— BEGIN Entries —
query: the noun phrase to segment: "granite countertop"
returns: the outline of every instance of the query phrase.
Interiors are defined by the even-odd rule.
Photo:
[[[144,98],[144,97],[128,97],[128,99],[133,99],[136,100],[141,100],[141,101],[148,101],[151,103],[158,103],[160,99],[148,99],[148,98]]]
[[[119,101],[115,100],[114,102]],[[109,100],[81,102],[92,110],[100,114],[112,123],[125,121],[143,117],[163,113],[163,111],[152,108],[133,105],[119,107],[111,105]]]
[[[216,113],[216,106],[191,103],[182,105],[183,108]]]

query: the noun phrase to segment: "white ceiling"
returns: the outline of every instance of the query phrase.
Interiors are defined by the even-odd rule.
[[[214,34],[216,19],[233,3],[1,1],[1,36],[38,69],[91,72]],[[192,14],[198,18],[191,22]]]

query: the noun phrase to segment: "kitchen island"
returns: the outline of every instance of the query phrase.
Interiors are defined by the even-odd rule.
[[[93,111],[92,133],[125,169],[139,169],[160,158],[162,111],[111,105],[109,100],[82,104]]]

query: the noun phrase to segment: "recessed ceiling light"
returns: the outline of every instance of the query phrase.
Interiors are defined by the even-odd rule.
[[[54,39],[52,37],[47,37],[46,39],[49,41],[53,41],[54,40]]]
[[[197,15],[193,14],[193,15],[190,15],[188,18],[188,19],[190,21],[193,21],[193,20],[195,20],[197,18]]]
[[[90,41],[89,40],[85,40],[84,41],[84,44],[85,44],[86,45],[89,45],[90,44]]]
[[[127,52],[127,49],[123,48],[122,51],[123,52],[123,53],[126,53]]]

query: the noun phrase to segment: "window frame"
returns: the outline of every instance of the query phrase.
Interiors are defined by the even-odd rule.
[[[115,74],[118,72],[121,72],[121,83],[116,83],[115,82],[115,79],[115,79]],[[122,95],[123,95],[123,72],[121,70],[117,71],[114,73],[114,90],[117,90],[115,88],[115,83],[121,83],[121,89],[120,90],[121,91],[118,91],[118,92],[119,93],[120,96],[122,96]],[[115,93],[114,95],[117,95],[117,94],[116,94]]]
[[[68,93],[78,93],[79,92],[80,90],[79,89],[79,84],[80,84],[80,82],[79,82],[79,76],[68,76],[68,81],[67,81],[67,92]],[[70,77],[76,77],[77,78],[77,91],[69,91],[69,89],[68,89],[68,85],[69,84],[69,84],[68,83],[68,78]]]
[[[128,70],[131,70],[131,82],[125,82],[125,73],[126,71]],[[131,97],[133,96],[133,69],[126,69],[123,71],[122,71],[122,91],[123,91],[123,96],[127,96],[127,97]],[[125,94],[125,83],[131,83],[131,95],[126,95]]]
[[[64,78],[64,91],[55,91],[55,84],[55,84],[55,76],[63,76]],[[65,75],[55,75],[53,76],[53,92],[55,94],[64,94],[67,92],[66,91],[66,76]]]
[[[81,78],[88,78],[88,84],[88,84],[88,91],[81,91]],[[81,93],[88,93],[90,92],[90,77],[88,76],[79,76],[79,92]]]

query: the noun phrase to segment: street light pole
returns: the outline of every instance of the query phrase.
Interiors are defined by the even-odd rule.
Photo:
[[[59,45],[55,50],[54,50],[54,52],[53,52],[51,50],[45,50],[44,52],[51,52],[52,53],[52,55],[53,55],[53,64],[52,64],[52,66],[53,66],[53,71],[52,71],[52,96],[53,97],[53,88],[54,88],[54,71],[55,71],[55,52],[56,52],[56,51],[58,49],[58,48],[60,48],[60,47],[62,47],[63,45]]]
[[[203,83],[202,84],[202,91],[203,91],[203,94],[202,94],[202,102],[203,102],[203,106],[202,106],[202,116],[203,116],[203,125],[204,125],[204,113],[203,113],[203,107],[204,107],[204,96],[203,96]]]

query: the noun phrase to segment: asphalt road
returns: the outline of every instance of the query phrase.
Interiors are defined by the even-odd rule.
— END Entries —
What is being asked:
Write out all the entries exactly.

Solution for this problem:
query: the noun phrase to segment: "granite countertop"
returns: the outline of every instance of the query phrase.
Interiors are defined by the even-odd rule.
Photo:
[[[144,98],[144,97],[128,97],[128,99],[133,99],[136,100],[141,100],[141,101],[148,101],[151,103],[158,103],[160,99],[148,99],[148,98]]]
[[[119,101],[115,100],[114,102]],[[109,100],[81,102],[92,110],[100,114],[112,123],[125,121],[143,117],[163,113],[163,111],[152,108],[133,105],[119,107],[111,105]]]
[[[216,113],[216,106],[191,103],[182,105],[183,108]]]

query: the noun phrase to segment: "white ceiling"
returns: the outline of every instance of the query phrase.
Interiors are defined by the even-odd rule.
[[[214,34],[216,19],[233,3],[1,1],[1,36],[38,69],[91,72]],[[192,14],[198,18],[191,22]]]

query: the noun phrase to segment: "kitchen island"
returns: the outline of every instance of the query phrase.
Interiors are defined by the even-odd rule.
[[[93,111],[92,133],[125,169],[139,169],[160,158],[162,111],[111,105],[109,100],[82,104]]]

query: the noun phrase to segment: "recessed ceiling light"
returns: the outline of every instance of the query phrase.
Interiors are defined by the even-odd rule.
[[[54,39],[52,37],[47,37],[46,39],[49,41],[53,41],[54,40]]]
[[[197,15],[193,14],[193,15],[190,15],[188,18],[188,19],[190,21],[193,21],[193,20],[195,20],[197,18]]]
[[[90,41],[89,40],[85,40],[84,41],[84,44],[85,44],[86,45],[89,45],[90,44]]]
[[[127,52],[127,49],[123,48],[122,51],[123,52],[123,53],[126,53]]]

query: the noun phrase to segment: "window frame"
returns: the outline of every instance of the query phrase.
Interiors are defined by the even-odd rule.
[[[115,74],[118,72],[121,72],[121,83],[116,83],[115,82],[115,79],[115,79]],[[122,95],[123,95],[123,72],[121,70],[117,71],[114,73],[114,90],[117,90],[115,88],[115,83],[121,83],[121,89],[120,90],[121,91],[118,91],[118,92],[119,93],[120,96],[122,96]],[[115,93],[114,95],[117,95],[117,94],[116,94]]]
[[[68,93],[78,93],[79,92],[80,90],[79,89],[79,84],[80,84],[80,82],[79,82],[79,76],[68,76],[68,81],[67,81],[67,92]],[[70,77],[76,77],[77,78],[77,91],[69,91],[69,89],[68,89],[68,85],[69,84],[69,84],[68,83],[68,78]]]
[[[128,70],[131,70],[131,82],[125,82],[125,73],[126,71]],[[131,97],[133,96],[133,69],[126,69],[123,71],[122,71],[122,91],[123,91],[123,96],[127,96],[127,97]],[[125,94],[125,83],[131,83],[131,95],[126,95]]]
[[[64,78],[64,91],[55,91],[55,84],[55,84],[55,76],[63,76]],[[65,75],[55,75],[53,76],[53,92],[55,94],[64,94],[67,92],[66,91],[66,76]]]
[[[81,78],[88,78],[88,84],[88,84],[88,91],[81,91]],[[81,93],[88,93],[90,92],[90,77],[88,76],[79,76],[79,92]]]

query: the noun phrase to segment: street light pole
returns: the outline of every instance of the query phrase.
Interiors are defined by the even-odd rule.
Photo:
[[[59,45],[55,50],[54,50],[54,52],[53,52],[51,50],[45,50],[44,52],[51,52],[52,53],[52,55],[53,55],[53,64],[52,64],[52,66],[53,66],[53,71],[52,71],[52,96],[53,97],[53,88],[54,88],[54,71],[55,71],[55,52],[56,52],[56,51],[58,49],[58,48],[60,48],[60,47],[62,47],[63,45]]]
[[[203,83],[202,84],[202,91],[203,91],[203,94],[202,94],[202,102],[203,102],[203,106],[202,106],[202,116],[203,116],[203,125],[204,125],[204,113],[203,113],[203,107],[204,107],[204,96],[203,96]]]

query: the noun phrase to segment: asphalt road
returns: the outline of every instance of the query phrase.
Interiors are defined by the even-odd rule.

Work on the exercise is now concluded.